> [WRITTEN EXERCISE A]
In the Final Battle 2014 text below, what attendance figure is given for the event?
> [WRITTEN EXERCISE B]
Edit the Final Battle 2014 text below: copy everything from "Pay-per-view chronology" down to "City, New York.", replacing "Terminal 5" with "Terminal Five".

> [EXTRACT PROVIDED]
##############################

- Promotion: Ring of Honor
- Date: December 7, 2014
- City: New York City, New York
- Venue: Terminal 5
- Attendance: 1,000

Pay-per-view chronology
| ← Previous All Star Extravaganza VI | Next → 13th Anniversary Show |

Final Battle chronology
| ← Previous 2013 | Next → 2015 |

= Final Battle 2014 =

Professional wrestling event

Final Battle 2014 was the 13th Final Battle professional wrestling pay-per-view event produced by Ring of Honor (ROH). It took place on December 7, 2014, at Terminal 5 in New York City, New York.

==Storylines==
Final Battle 2014 featured eight professional wrestling matches, which involved different wrestlers from pre-existing scripted feuds, plots, and storylines that played out on ROH's television programs. Wrestlers portrayed villains or heroes as they followed a series of events that built tension and culminated in a wrestling match or series of matches.

##############################

> [DATA PROVIDED]
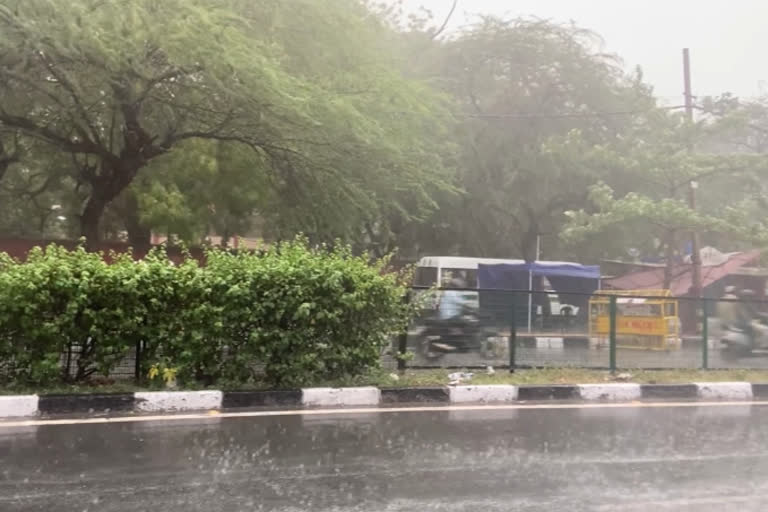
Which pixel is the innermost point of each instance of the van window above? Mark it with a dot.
(425, 276)
(467, 276)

##############################

> [FULL SOLUTION A]
1,000

> [FULL SOLUTION B]
Pay-per-view chronology
| ← Previous All Star Extravaganza VI | Next → 13th Anniversary Show |

Final Battle chronology
| ← Previous 2013 | Next → 2015 |

= Final Battle 2014 =

Professional wrestling event

Final Battle 2014 was the 13th Final Battle professional wrestling pay-per-view event produced by Ring of Honor (ROH). It took place on December 7, 2014, at Terminal Five in New York City, New York.